* Written problem
Display every line of the material below that contains the word "dark", copying each such line in full.

======== Exercise materials

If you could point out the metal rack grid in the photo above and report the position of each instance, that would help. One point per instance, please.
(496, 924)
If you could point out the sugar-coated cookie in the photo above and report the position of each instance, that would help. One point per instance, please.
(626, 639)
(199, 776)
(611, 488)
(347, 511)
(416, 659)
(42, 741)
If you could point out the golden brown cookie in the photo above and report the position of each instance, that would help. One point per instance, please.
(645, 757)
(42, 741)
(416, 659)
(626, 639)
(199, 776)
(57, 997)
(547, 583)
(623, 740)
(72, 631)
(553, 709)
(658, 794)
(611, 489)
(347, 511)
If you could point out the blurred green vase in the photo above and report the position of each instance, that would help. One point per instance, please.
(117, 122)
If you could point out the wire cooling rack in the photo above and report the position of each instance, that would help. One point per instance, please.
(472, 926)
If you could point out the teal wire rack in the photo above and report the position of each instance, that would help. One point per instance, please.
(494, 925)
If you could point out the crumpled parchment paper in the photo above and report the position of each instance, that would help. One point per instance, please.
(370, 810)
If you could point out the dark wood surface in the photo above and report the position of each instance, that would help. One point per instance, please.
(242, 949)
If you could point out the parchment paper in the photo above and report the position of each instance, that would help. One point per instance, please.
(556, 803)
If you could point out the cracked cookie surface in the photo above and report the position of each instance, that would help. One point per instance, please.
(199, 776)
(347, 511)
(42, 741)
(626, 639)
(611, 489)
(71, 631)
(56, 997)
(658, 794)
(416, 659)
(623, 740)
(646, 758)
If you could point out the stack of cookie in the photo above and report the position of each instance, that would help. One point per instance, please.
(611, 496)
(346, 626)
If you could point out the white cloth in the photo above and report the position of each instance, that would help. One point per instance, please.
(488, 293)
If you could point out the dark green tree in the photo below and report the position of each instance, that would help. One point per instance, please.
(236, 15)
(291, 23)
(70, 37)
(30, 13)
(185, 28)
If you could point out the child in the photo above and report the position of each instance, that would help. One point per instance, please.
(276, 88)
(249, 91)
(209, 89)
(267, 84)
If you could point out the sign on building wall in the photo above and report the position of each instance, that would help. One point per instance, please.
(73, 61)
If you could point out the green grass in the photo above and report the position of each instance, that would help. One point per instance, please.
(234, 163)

================
======== Exercise materials

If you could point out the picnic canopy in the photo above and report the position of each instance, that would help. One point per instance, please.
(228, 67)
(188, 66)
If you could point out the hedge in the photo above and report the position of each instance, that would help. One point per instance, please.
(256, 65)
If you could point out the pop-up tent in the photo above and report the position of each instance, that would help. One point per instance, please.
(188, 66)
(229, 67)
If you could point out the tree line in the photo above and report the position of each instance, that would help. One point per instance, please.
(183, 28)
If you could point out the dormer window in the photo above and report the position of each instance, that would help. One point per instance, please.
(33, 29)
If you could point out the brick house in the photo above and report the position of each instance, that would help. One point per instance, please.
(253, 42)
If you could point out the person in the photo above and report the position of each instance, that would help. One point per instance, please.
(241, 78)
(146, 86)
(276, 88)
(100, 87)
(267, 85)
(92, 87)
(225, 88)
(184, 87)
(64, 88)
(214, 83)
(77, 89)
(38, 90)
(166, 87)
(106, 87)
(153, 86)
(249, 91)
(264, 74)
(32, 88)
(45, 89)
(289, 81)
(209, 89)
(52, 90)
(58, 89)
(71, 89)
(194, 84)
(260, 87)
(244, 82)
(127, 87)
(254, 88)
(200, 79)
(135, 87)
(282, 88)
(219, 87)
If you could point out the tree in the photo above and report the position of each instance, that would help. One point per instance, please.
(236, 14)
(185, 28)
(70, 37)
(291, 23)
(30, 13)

================

* Output below
If you could point out the dark wood surface in the photo above and report the position of each instance, that would help. One point per instance, please.
If you could point out the dark green tree in the photo below and report the position of each instance, that would help. One point per instance, please.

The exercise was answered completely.